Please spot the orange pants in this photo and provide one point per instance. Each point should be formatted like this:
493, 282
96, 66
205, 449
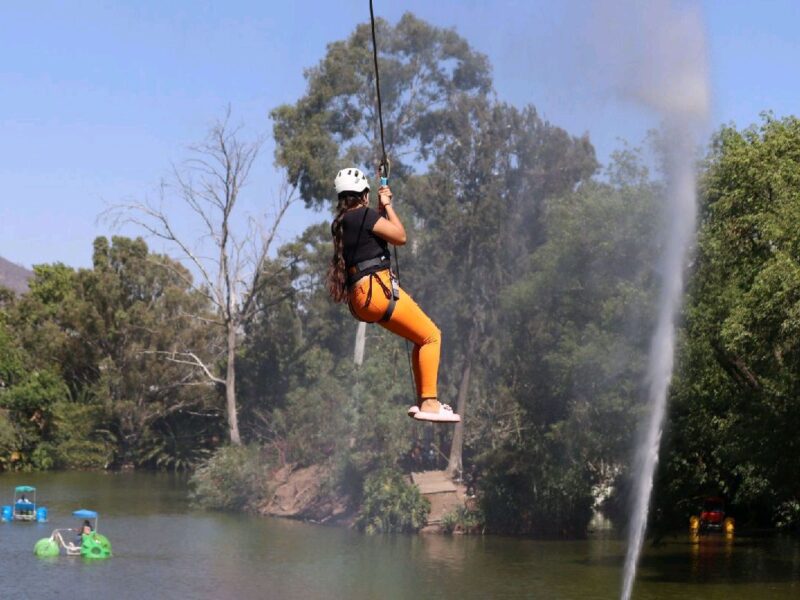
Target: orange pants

◇ ◇ ◇

# What needs to be done
In every row, substitute "orange trousers" for "orange pants" and reproduce the lines with no other changes, omitting the pictures.

# Solution to this problem
Please spot the orange trousers in this photo and provide one point per instance. Each point should be formatted like this:
493, 282
96, 66
205, 449
Target: orange trousers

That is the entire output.